* **Text segment**:
He did get a lot of time spent with him the day Bella got out. After she broke into their pasture he was being a big manly wanna-be stallion, sweet talking her and moving her around. Then she'd get freaked by the rope and do a reining horse spin, scaring me to death because she was so close to the fence and if she went through that was it. Then Tonka would move her some more, and we didn't need that. So I haltered him and both of us would stay near her, offering moral support and hoping to think of what to do. Finally Tonka and I led her to the end of the pasture that has a more solid fenced area at the end of it. John walked behind her to keep her moving. We stalled the cow, and opened the gate to her more secure area. Tonka and I went through the gate, stood and waited to see if she'd follow, went through and back through again, etc, until eventually she came in with us and we shut the gate. So now she was in a more secure area, but still not ideal. Woven wire and cattle panels. I know from experience it doesn't take much for a horse to bust through cattle panels, and neither type of fencing is very visible. So we all hung out with her for a couple hours while my sister, who happened to be in town, got us some livestock panels to make her a new pen. We could have fixed the mustang pen and tried to get her into the trailer and back down there, but I thought she'd do better being right next to Tonka and Soxy, and we'd have needed panels to make a chute into the trailer anyway.
I managed to get her lead rope, the source of all the trouble, cut to where it just barely drags the ground. She still steps on it, and has a great back-up response now, but it's not dragging next to her. We'll save the rope dragging lesson for a time when she trusts us.
Eventually, when we realized she was pretty relaxed, John and I took turns hanging out with Tonka and Bella, just being friendly-like, and sharing some hay. Then we went and did some woodworking, fixing the inner stall walls to be secure and tall enough. Sawing, drilling, hammering, laughing giddily, cussing, dropping boards, etc. Nothing bothered her. She had her safe zone and she didn't move out of it. Tonka was there too, wearing a halter and drag rope just in case he started harassing her. He didn't. At that point he seemed pretty respectful of her wishes.
There was one very amusing interlude. I was holding up a board in the stall, which Clara the cow was sharing with us while we worked. She was very helpful, walking with her wide gut between me and the wall, planting herself in the gateway, etc. Well, this time, with me stuck holding a board level while John put the screws in, Clara decided she liked my hiney. She came up and VERY GENTLY pressed her forehead into my butt, planting her nose behind my knees. Just gently pressing. Then she started heavy-breathing and groaning. John was laughing so hard he couldn't put the screws in, and I was laughing too, saying, "Can't you hurry up? I'm being violated here!" He sure took his time, laughing all the while.

* **Stated problem**:
Answer these questions about the horse account above:
1. What did the narrator's sister bring to make Bella a new pen?
2. What was Tonka wearing while the stall walls were being fixed?
3. What is the name of the cow?

Entries from a point annotation set:
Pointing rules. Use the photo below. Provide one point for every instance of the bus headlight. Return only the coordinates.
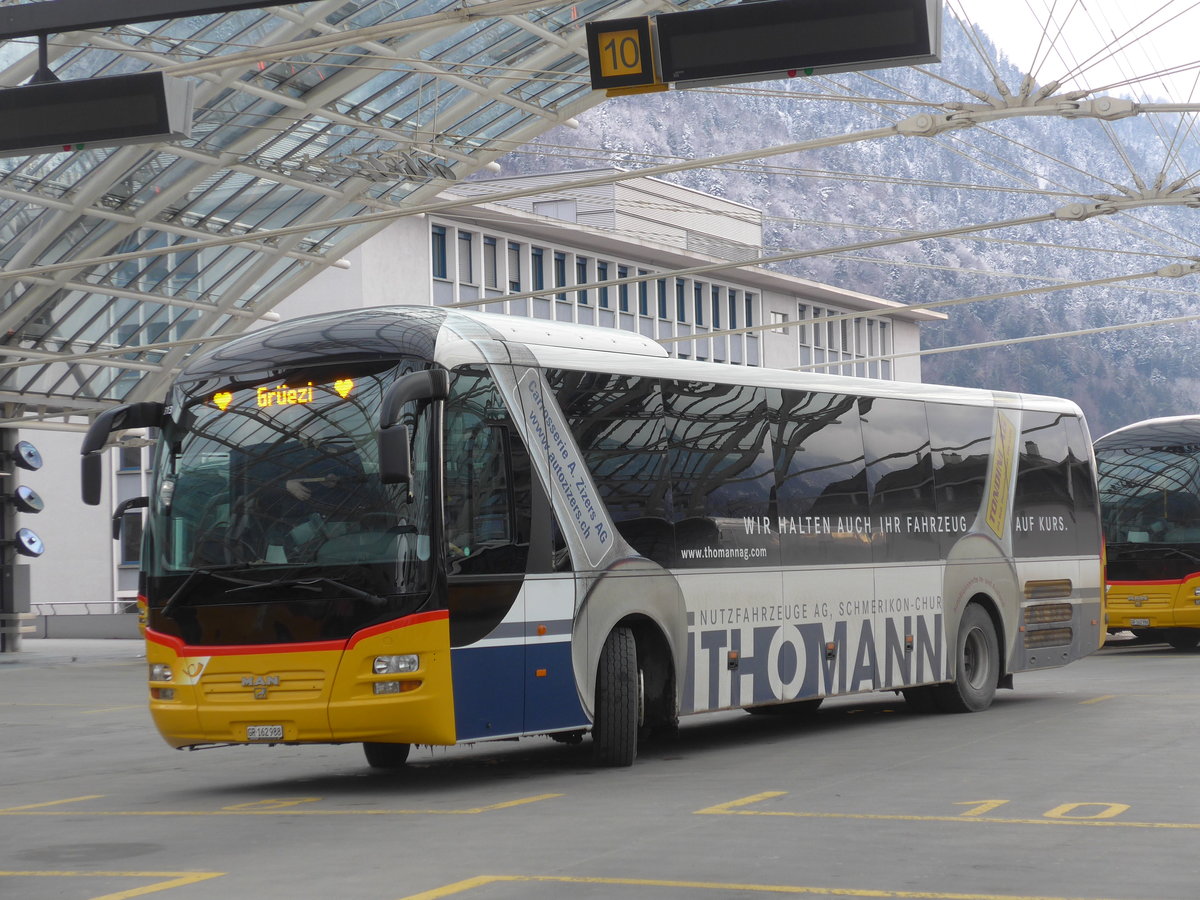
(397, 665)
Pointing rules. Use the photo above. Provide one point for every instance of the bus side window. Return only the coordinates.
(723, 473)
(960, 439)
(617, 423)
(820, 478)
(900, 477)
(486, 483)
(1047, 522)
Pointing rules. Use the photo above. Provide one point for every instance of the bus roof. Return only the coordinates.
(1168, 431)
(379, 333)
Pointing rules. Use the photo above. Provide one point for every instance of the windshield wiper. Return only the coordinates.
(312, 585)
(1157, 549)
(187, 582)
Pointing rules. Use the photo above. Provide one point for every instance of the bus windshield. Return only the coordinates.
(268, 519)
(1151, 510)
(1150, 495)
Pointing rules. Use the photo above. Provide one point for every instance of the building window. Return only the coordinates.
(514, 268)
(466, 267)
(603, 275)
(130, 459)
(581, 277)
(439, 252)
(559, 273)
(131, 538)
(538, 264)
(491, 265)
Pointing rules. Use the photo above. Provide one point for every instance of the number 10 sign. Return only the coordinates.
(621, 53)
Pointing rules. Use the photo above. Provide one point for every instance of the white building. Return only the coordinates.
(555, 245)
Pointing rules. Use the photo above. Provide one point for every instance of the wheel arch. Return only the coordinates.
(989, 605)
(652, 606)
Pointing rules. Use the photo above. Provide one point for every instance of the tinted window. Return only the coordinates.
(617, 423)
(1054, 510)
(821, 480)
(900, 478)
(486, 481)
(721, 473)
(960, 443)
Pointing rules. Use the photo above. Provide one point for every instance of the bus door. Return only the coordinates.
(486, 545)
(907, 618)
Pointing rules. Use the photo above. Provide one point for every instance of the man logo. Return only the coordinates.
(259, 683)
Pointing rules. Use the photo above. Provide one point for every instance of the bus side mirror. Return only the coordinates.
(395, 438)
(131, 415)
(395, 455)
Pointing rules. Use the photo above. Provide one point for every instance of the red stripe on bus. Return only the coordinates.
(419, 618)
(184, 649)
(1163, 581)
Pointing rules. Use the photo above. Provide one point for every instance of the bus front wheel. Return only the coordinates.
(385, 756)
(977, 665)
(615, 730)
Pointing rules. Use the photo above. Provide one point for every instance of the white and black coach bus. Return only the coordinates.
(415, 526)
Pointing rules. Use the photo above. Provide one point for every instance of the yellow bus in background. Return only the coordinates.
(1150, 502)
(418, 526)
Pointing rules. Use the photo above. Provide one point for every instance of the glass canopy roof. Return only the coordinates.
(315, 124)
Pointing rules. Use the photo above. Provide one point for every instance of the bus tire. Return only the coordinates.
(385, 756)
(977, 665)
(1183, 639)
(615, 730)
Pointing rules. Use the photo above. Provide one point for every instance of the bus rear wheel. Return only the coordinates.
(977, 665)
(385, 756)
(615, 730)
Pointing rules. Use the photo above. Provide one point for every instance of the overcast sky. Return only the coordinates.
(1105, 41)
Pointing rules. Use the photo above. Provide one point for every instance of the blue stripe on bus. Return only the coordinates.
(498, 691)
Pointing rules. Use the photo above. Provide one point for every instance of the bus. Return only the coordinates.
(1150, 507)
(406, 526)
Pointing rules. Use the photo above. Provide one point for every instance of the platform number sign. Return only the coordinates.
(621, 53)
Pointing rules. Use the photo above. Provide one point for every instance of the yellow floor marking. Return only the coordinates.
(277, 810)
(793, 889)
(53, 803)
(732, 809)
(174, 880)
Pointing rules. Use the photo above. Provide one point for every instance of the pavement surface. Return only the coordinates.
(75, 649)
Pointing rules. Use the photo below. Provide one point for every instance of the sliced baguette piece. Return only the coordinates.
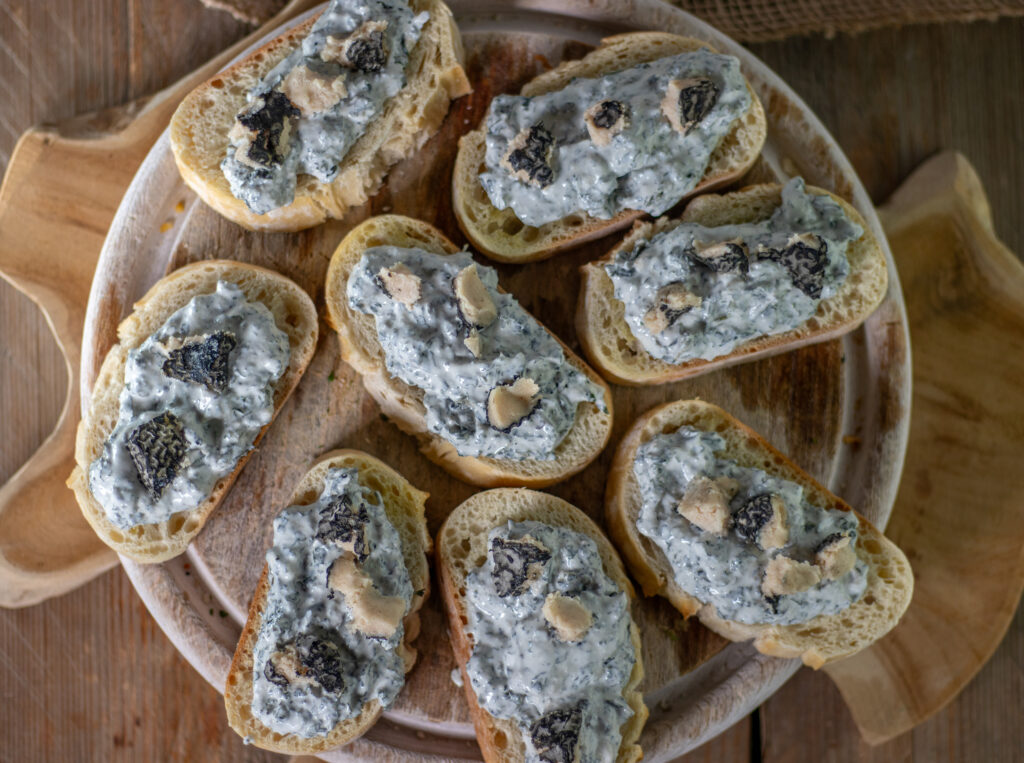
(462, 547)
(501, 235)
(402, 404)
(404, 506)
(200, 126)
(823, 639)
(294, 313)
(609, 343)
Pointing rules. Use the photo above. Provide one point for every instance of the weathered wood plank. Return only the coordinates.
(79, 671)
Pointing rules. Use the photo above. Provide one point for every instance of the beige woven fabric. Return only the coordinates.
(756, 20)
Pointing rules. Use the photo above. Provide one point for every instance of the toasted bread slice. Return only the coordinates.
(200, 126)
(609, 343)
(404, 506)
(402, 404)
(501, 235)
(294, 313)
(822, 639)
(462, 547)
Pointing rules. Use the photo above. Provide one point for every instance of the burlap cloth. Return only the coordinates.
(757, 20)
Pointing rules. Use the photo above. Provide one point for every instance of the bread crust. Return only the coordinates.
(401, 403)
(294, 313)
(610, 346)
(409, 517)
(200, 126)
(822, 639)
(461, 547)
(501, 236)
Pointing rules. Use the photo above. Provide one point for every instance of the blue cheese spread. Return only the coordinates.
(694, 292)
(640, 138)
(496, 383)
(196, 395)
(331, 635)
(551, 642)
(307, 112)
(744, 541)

* **Expected answer**:
1. Livestock panels
2. A halter and drag rope
3. Clara